*Exercise prompt*
Copy all of the data below word for word, omitting the pictures.

Photo object pointing data:

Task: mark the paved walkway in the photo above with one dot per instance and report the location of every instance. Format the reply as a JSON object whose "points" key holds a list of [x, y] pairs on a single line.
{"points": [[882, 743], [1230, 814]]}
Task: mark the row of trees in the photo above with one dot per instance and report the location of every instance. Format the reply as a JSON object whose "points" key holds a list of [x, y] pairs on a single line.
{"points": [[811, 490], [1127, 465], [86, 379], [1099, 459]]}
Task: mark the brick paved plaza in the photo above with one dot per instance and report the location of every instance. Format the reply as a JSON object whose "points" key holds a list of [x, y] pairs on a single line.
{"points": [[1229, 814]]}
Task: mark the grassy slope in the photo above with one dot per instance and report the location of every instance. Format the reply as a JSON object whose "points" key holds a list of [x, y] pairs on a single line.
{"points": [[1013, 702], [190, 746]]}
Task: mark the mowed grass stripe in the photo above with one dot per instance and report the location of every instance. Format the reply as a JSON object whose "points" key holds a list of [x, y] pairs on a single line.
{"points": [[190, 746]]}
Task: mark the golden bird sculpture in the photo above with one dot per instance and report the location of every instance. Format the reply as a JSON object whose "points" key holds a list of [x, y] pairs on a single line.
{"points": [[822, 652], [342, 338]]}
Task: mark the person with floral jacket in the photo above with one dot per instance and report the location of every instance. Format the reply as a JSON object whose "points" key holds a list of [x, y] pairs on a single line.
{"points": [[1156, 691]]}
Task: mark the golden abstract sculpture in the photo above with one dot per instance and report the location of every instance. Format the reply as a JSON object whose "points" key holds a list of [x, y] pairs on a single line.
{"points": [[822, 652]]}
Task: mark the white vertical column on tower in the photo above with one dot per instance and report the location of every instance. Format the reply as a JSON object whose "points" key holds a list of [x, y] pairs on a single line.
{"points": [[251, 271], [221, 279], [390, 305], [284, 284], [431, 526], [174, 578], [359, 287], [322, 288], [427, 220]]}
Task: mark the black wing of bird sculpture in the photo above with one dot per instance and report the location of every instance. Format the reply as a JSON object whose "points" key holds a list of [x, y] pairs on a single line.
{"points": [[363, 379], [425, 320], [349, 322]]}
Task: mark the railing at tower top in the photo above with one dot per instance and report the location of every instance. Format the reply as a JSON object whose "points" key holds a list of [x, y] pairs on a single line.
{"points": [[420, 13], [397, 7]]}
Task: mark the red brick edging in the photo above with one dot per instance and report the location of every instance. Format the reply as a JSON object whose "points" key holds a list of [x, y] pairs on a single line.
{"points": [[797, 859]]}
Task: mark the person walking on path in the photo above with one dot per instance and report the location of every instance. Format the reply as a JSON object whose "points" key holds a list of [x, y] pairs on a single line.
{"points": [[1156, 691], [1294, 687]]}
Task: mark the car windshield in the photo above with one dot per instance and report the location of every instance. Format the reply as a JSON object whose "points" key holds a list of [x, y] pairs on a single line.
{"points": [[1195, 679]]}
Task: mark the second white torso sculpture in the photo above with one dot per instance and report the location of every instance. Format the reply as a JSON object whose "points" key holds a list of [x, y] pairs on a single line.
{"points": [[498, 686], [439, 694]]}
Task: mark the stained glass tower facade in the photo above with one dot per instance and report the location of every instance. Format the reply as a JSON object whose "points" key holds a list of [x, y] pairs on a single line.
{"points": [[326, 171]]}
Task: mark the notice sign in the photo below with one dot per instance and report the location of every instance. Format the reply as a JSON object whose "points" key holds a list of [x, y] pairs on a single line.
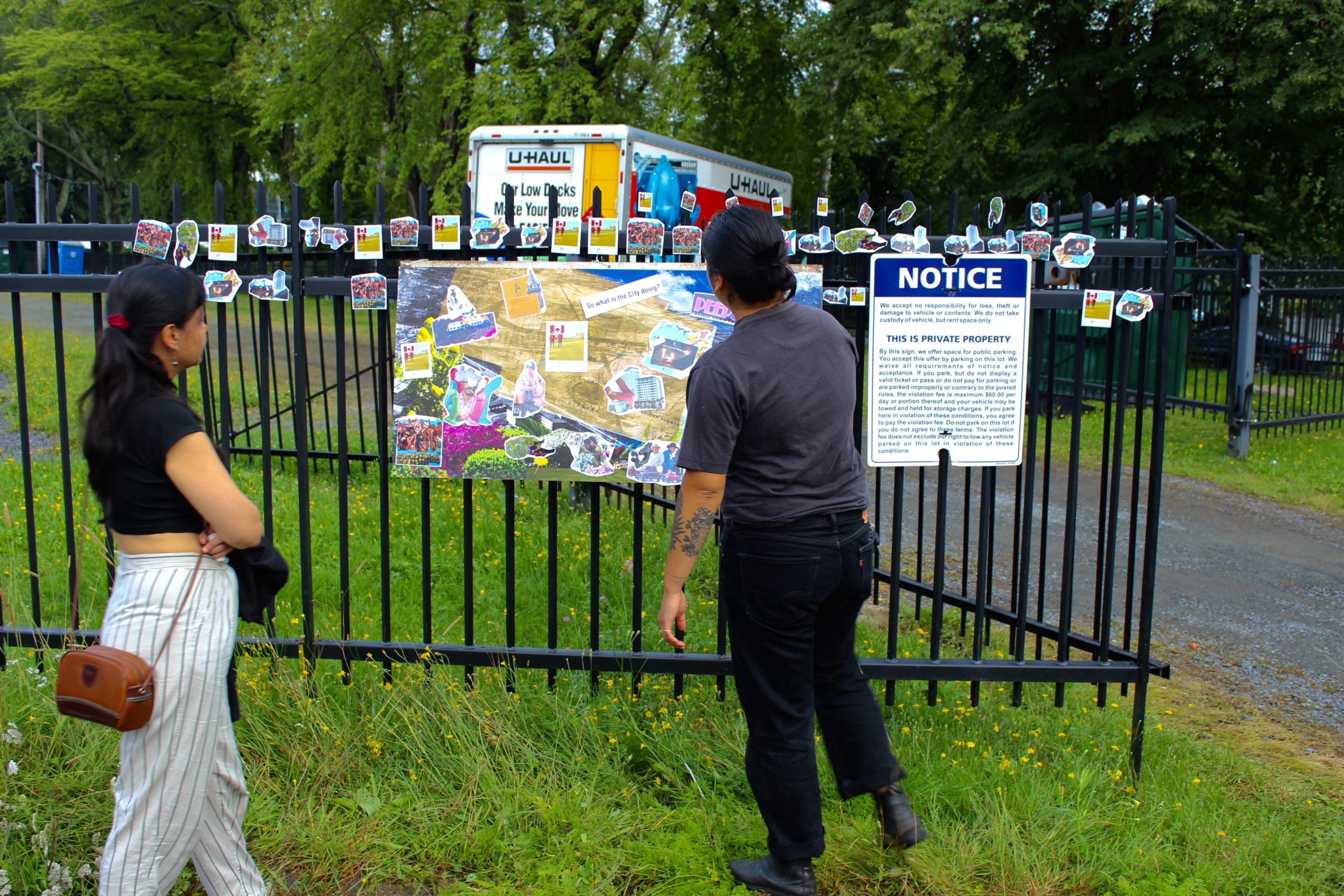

*Finished answer*
Task: mark the paved walkway in the photo above with one dot per instance and report the location of every instance. Format the reply as a JSON object whose "points" key holds a list of [x, y] pairs on a single line.
{"points": [[882, 743], [1230, 814]]}
Task: mark the row of trees in the photo above with one dot per instance and report the location of every instance. Format the reply as a JSON object whose "points" key holds a list of [x, y] pairs on a single line.
{"points": [[811, 490], [1127, 465], [86, 379], [1099, 459]]}
Task: mark the brick paved plaza in the photo above with one dot per instance and report the location of every instance. Format the reply as a JSON object whose "points" key holds a list of [x, y] pairs on a single line.
{"points": [[1229, 814]]}
Task: mark the grassy slope in the photo above with one dot per instance and report the location of every instance. Format the reply as a JSON object whose "points" key holds a list of [x, y] pairs on a single line.
{"points": [[1013, 702], [190, 746]]}
Task: mark the mowed grass stripe in the photo above with one dot per instance and report the location of every instance. Format the reply as a JSON object whose "points" key holds a list of [x, y] pairs on a single line.
{"points": [[190, 746]]}
Task: mark the golden bird sculpture in the photo above with one dot per instance and report the location of every instance. Format the reply as a JSON object whose "points" key holds a list of [x, y] pairs on a single line.
{"points": [[822, 652], [342, 338]]}
Task: mark the person with floral jacket in the photo above with one dot per instance and report the location of every instance. Format the reply as a JSON object whose "points" key holds a list of [x, y] pairs on a single line.
{"points": [[1156, 691]]}
Task: mark the golden abstract sculpture in the photo above with one dot per instance and report the location of every instance. Format the reply as a JSON object whose "points" key holds a list of [x, y] pairs on a single line.
{"points": [[822, 652]]}
Task: mark the white vertical column on tower in the photo above with one dot per instance and report the location of every instance. Format the reply as a JSON object whose "points" key holds a list of [x, y] pairs on a single line.
{"points": [[251, 271], [221, 279], [390, 305], [284, 284], [431, 526], [174, 578], [359, 287], [322, 288], [427, 220]]}
Task: mark the black wing of bird sculpture in the photo above with one dot per instance and report the location of every instance. Format the reply as a JSON object whose "points" key holds a list of [x, y] pairs on a single line.
{"points": [[363, 379], [425, 320], [349, 322]]}
Task: mark the railing at tower top in the photo above with one dot per instance and report the location of every instance. Format the reply as a JSON object whose "points" key holds a list of [x, y] pairs on a single line.
{"points": [[420, 13], [397, 7]]}
Task: mark the red brick edging in the photo above with one dot per instance and report the location of every instance. Format the reply as a JSON object whose "points" key holds a list of [x, y] pairs on a single line.
{"points": [[797, 859]]}
Task: mark the person walking on path in the photo above with one dot per instance and report the location of every instance. Format the reply as a JSON object whose "points" key holds a list of [x, y] pairs on a single line.
{"points": [[1156, 691], [1294, 687]]}
Task: mark the car windshield in the photo above with one dot per instance and report the location of every instance. Format the reply as a JSON object whose "points" key holds a list of [x, y] pairs on a single line.
{"points": [[1195, 679]]}
Task: mark the second white torso sculpture in the photo above with one dot per instance and report the location of every instance. Format the reply as a JSON object whose "points" key holds a list of [x, y] pairs on a single line.
{"points": [[498, 686], [439, 694]]}
Task: mark the stained glass tower facade in the photo above with one dot per instance and report the location of every instance. Format the reply as a JSON object whose "points" key holds a list of [x, y] pairs on a single line.
{"points": [[326, 171]]}
Task: mark the notice sign in the photo below with one dot per instance and report the location of every instance. Format the reply as a JSON object whose "points" key holds a list of [x, y] pairs on a single line.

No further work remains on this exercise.